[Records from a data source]
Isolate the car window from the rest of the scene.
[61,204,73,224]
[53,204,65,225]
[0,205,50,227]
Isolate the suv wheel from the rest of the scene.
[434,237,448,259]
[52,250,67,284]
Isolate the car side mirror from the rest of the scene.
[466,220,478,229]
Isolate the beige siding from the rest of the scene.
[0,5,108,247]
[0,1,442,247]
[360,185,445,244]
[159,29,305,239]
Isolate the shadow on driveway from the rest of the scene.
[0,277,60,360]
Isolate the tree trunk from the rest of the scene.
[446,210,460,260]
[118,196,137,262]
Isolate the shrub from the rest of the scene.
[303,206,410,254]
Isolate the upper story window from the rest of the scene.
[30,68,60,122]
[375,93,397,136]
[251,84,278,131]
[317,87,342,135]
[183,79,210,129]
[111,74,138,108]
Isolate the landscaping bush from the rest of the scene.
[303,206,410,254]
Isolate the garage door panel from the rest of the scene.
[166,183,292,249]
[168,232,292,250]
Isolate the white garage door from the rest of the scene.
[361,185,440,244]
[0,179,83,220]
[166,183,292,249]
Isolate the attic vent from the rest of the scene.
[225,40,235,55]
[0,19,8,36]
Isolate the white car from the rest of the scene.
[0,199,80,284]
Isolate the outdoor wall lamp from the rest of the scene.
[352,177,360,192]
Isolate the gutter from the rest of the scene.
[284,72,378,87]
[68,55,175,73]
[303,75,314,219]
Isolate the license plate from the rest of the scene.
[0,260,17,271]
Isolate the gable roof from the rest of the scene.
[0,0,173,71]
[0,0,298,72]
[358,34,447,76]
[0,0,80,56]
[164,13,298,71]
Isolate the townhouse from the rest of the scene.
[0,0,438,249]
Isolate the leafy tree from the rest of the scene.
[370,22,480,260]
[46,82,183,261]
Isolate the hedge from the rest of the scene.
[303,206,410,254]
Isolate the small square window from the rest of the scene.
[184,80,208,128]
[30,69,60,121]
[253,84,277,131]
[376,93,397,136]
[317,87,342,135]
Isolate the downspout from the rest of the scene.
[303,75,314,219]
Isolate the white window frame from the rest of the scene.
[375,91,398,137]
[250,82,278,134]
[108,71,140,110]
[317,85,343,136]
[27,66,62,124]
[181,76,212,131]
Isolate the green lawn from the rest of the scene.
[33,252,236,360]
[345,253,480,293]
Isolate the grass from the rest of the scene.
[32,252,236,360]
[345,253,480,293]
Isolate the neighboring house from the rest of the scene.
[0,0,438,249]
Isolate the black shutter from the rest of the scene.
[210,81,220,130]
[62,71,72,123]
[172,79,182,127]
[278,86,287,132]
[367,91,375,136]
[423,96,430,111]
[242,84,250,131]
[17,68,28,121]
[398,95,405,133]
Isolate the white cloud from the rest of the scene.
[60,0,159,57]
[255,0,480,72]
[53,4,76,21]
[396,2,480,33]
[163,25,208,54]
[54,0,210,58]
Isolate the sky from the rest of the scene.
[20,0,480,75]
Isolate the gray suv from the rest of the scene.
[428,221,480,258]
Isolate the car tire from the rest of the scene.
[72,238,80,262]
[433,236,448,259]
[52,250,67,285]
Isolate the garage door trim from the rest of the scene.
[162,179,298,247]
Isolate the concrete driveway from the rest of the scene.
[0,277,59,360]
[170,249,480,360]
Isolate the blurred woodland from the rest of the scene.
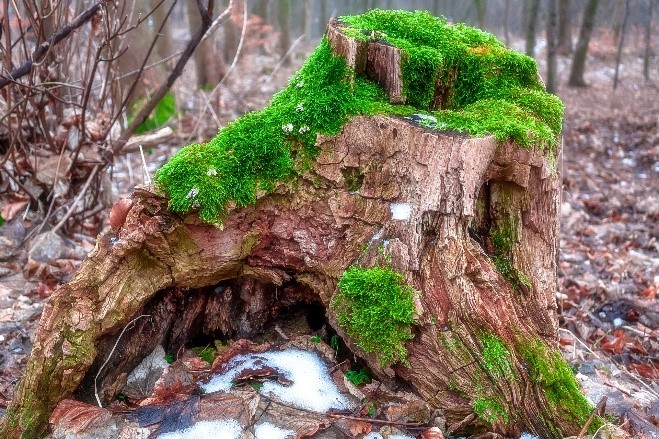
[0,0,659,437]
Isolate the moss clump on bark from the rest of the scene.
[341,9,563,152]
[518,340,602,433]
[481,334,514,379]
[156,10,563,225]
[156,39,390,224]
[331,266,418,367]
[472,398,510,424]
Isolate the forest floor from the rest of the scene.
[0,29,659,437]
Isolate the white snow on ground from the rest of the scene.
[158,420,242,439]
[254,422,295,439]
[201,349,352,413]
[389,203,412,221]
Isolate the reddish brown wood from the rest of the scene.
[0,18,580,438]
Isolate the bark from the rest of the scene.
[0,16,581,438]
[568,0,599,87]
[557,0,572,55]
--
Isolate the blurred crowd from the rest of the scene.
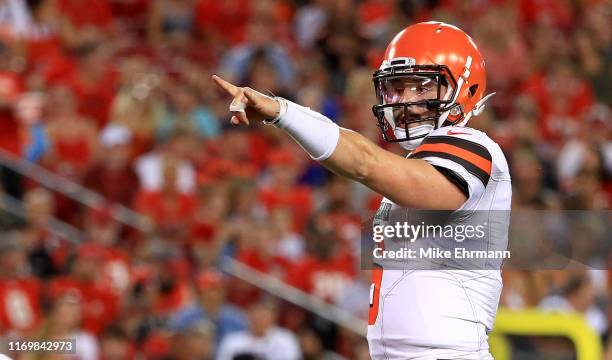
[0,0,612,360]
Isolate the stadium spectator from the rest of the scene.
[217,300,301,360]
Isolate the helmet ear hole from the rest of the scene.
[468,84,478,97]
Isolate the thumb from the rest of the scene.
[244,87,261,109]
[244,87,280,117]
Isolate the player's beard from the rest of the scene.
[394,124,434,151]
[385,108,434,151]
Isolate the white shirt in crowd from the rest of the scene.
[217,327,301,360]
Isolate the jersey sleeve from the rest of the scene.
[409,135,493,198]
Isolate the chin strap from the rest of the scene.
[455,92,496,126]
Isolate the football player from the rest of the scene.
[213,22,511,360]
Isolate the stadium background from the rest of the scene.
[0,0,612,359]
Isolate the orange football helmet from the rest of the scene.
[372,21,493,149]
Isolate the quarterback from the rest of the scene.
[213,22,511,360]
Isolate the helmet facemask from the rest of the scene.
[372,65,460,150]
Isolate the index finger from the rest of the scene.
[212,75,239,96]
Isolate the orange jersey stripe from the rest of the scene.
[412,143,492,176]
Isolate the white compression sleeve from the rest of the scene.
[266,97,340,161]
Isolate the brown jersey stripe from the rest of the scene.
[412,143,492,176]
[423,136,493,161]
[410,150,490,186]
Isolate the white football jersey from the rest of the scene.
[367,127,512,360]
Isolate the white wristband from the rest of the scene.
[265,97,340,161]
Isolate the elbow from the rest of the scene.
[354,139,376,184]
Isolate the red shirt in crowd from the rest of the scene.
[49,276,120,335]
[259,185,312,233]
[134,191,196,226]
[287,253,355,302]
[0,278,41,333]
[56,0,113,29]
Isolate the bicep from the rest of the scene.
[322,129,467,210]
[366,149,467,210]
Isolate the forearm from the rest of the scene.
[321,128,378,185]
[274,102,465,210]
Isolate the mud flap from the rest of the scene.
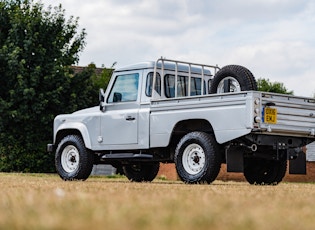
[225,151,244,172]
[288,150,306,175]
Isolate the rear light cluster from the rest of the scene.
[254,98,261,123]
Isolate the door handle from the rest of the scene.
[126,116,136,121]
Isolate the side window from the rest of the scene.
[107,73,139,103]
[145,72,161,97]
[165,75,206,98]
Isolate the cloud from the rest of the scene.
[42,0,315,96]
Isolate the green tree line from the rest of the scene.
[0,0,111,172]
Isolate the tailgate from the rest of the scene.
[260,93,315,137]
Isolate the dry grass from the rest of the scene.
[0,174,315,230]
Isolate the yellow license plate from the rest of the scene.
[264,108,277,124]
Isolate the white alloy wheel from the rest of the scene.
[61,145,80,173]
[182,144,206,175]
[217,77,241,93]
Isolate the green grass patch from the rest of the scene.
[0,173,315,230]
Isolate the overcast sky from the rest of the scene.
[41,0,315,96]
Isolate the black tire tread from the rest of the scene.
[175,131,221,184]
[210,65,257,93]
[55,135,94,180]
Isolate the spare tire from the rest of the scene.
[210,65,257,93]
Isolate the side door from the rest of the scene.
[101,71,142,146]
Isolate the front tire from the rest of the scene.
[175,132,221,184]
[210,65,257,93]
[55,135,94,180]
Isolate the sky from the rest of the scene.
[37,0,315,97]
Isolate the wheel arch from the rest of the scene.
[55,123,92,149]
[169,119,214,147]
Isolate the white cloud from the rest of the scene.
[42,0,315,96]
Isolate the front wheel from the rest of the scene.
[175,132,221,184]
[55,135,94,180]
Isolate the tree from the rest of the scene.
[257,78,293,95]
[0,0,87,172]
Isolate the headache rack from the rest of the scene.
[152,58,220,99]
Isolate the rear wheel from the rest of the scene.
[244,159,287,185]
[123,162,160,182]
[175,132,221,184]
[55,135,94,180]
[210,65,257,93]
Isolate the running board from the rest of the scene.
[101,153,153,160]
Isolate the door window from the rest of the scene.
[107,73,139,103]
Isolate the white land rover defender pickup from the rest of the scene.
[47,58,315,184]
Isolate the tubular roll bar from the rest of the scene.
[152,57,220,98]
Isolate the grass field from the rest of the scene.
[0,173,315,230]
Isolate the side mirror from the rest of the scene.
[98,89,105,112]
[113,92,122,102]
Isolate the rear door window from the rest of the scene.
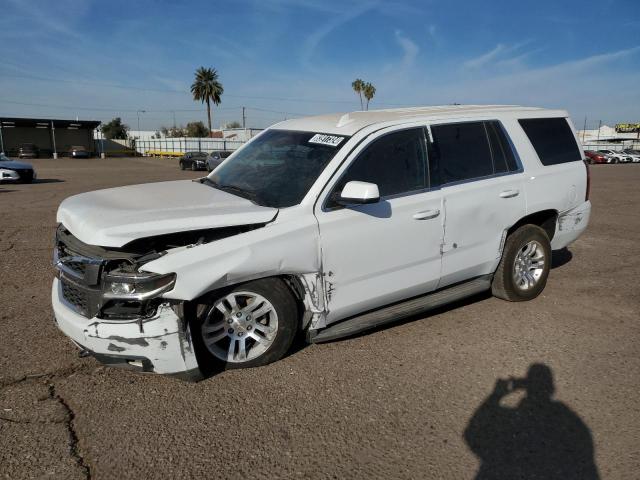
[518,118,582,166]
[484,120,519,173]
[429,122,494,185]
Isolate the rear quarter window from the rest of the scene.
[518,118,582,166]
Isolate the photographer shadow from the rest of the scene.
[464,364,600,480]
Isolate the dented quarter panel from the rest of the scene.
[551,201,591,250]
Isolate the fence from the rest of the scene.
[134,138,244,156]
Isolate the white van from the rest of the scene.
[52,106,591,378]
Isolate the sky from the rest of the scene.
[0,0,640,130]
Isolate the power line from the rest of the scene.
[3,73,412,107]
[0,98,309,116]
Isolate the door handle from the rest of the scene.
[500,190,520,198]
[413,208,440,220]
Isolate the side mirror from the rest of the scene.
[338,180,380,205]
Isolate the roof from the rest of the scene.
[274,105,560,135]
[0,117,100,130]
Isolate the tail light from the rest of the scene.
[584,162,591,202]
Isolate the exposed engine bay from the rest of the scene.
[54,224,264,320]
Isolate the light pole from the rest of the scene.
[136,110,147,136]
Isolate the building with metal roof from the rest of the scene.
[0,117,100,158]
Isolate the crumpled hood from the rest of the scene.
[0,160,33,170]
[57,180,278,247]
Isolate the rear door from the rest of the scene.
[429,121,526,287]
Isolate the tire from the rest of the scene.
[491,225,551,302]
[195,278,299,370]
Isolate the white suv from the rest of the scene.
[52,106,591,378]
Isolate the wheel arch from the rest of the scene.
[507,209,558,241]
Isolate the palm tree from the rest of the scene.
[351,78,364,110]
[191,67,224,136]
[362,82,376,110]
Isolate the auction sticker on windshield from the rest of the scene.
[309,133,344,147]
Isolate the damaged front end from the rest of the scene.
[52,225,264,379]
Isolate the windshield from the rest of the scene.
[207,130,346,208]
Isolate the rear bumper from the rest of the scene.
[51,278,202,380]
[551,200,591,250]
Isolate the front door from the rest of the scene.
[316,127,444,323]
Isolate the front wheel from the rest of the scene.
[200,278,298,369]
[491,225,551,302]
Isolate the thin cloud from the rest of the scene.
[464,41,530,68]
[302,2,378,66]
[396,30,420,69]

> [AIM]: Please switch "headache rack" to "cab guard" in the entries from the line with "Isolate the cloud from the rest of the scene." to the line with "[551,201,591,250]", changing nothing else. Give only those lines, leaving out the pictures.

> [EXERCISE SOLUTION]:
Isolate the cloud from the rest of the scene.
[42,0,315,96]
Isolate the green tree line from the rest of the scene.
[0,0,111,172]
Isolate the tailgate from the rest of the scene.
[260,93,315,137]
Isolate the dry grass from the rest of the scene.
[0,174,315,230]
Isolate the yellow license plate from the rest of the scene.
[264,108,277,124]
Isolate the white alloy wheel from the rest of the scene.
[61,145,80,173]
[182,144,206,175]
[217,77,241,93]
Isolate the green grass patch from the rest of the scene.
[0,173,315,230]
Isolate the overcast sky from the rest of the scene.
[41,0,315,96]
Isolate the black tire tread from the rest of the scene.
[175,131,221,184]
[210,65,257,93]
[55,135,94,180]
Isolate the spare tire from the rest of the scene.
[210,65,257,93]
Isolate the side door from the rest of the scene.
[101,71,142,146]
Isolate the front tire from the rest of the scene.
[175,132,221,184]
[210,65,257,93]
[55,135,94,180]
Isolate the sky from the rest of the scene.
[37,0,315,97]
Isolate the wheel arch from the rest of the scene.
[55,123,92,149]
[169,119,214,147]
Isolate the white cloud from the rest of the scene.
[42,0,315,96]
Isolate the front wheel from the rest of the scene.
[175,132,221,184]
[55,135,94,180]
Isolate the tree from the rest of the scene.
[257,78,293,95]
[0,0,87,172]
Isolate the cab guard from the rest of the scene.
[152,58,220,99]
Isolate the rear wheel from the rest of the scene.
[244,159,287,185]
[123,162,160,182]
[175,132,221,184]
[55,135,94,180]
[210,65,257,93]
Isolate the running board from the rest of the scene.
[101,153,153,160]
Isolate the door window from the rest of the scene.
[107,73,139,103]
Isolate the white land rover defender pickup from the rest of the scene.
[47,58,315,184]
Isolate the tubular roll bar from the rest of the scene.
[152,57,220,98]
Isolate the grass field from the rest of the scene.
[0,173,315,230]
Isolate the side mirror from the rest of the scene.
[98,89,105,112]
[113,92,122,102]
Isolate the rear door window from the rest of the scene.
[518,118,582,166]
[484,120,519,173]
[429,122,494,185]
Isolate the rear quarter window from the rest of the scene.
[518,118,582,166]
Isolate the photographer shadow from the rest of the scene.
[464,364,600,480]
Isolate the dented quarter panel from the rest of the scene.
[551,201,591,250]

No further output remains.